§ **ITEMS**:
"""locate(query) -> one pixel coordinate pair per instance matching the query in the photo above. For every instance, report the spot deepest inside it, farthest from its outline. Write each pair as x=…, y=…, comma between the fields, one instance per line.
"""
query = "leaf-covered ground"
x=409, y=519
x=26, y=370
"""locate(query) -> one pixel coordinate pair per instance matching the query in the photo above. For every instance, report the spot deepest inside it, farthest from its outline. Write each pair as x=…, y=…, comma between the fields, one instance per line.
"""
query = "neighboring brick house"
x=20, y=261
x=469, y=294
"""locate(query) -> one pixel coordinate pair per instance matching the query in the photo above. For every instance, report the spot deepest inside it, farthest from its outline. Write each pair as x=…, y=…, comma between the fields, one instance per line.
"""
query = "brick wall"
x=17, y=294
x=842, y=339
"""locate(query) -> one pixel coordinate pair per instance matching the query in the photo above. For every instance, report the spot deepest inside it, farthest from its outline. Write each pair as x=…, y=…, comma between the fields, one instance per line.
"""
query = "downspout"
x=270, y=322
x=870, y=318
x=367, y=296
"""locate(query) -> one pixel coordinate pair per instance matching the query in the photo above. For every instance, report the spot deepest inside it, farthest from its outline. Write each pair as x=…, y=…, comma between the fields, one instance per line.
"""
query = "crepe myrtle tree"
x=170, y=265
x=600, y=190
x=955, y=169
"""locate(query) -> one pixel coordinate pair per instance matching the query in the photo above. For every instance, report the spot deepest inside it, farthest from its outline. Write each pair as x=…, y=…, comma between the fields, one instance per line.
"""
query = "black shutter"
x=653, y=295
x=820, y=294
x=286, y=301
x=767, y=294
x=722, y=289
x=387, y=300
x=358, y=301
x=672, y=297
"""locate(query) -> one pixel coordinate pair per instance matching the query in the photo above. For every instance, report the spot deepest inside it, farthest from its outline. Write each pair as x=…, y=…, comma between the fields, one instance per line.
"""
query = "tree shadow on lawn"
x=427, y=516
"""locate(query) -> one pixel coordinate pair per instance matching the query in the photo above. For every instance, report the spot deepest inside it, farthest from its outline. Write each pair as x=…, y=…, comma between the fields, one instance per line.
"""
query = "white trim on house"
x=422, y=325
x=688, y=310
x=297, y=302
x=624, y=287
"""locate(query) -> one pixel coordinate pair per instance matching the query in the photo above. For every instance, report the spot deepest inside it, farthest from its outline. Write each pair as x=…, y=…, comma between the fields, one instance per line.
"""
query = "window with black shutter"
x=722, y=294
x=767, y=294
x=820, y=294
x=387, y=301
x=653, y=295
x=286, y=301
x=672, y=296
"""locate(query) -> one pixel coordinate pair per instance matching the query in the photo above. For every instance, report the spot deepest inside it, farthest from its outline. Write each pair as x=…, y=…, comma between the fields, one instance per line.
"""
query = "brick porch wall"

§ **STATED PROBLEM**:
Your task is to quote all of the data word for word.

§ **CORRECT OUTPUT**:
"""locate(query) -> one pixel coordinate pair per instance matching the query in the photo above. For every instance, report the spot deepest inside it, farthest from its outline. Write each pair as x=…, y=…, comma between the fields, one instance per line.
"""
query = "leaf-covered ground"
x=409, y=519
x=26, y=370
"""locate(query) -> one pixel coordinate pair per instance matching the query in the photo above. For every instance, report the spot deepest inside it, farthest from its outline. Write each pair as x=…, y=…, comma between the fields, one instance per line.
"""
query = "neighboring brick house"
x=20, y=261
x=469, y=294
"""locate(query) -> one pixel coordinate pair per instance matching the query in the photo above. For every instance, report the spot deepest inside it, farthest from its outline. Write each pair as x=…, y=…, comma between the fields, one instance per line.
"""
query = "brick wall"
x=17, y=294
x=842, y=339
"""locate(query) -> one pixel coordinate pair per instance matching the query in the photo above. For every instance, report the spot deepest inside it, farthest from its outline. Write each pair as x=…, y=…, comma between the fields, one instance per line.
"""
query = "downspout"
x=270, y=322
x=870, y=318
x=367, y=296
"""locate(query) -> one pixel coordinate pair per instance matching the query in the photo above. For every instance, report the spot deepest inside it, farthest from its outline. Write each pair as x=…, y=…, comma between the fields, one instance per line.
"""
query = "crepe myrtle tree"
x=170, y=265
x=600, y=190
x=955, y=169
"""locate(query) -> one pixel coordinate pair per instance matching the query in the photo above. For every instance, report the spot deepest inside it, farthest from its outline. Write each pair as x=…, y=…, comma between the fields, one instance per line.
"""
query = "black shutter"
x=653, y=295
x=820, y=294
x=286, y=301
x=767, y=294
x=722, y=289
x=387, y=300
x=358, y=301
x=672, y=297
"""locate(query) -> one pixel coordinate pair per instance matching the query in the photo above. For every instance, report the spot deepest inside it, farthest from its outline. Write each pair as x=…, y=…, comma between the fields, one instance per line.
"""
query = "tree shadow on lawn"
x=427, y=516
"""locate(query) -> one pixel coordinate pair per instance matching the query in the photo above. For every instance, report the spot deepest inside it, farthest from its outline. Write each pair as x=…, y=…, comma between the fields, one instance per line.
"""
query = "white trim on house"
x=422, y=325
x=688, y=310
x=297, y=302
x=624, y=287
"""locate(query) -> one pixel coordinate pair per instance matching the query in the photo above. For every instance, report the spot deepest inside it, farthest from its outline. Write each pair as x=…, y=…, comma between the fields, one instance per line.
"""
query = "window with black shutter"
x=722, y=294
x=767, y=294
x=820, y=294
x=387, y=301
x=653, y=295
x=286, y=301
x=672, y=296
"""locate(query) -> one pixel coordinate pair per instance matching the query in the photo above. For every instance, report the spot deepest inside it, farthest from its outline. Write each pair as x=…, y=…, comma between the fields, one instance per line.
"""
query = "brick porch wall"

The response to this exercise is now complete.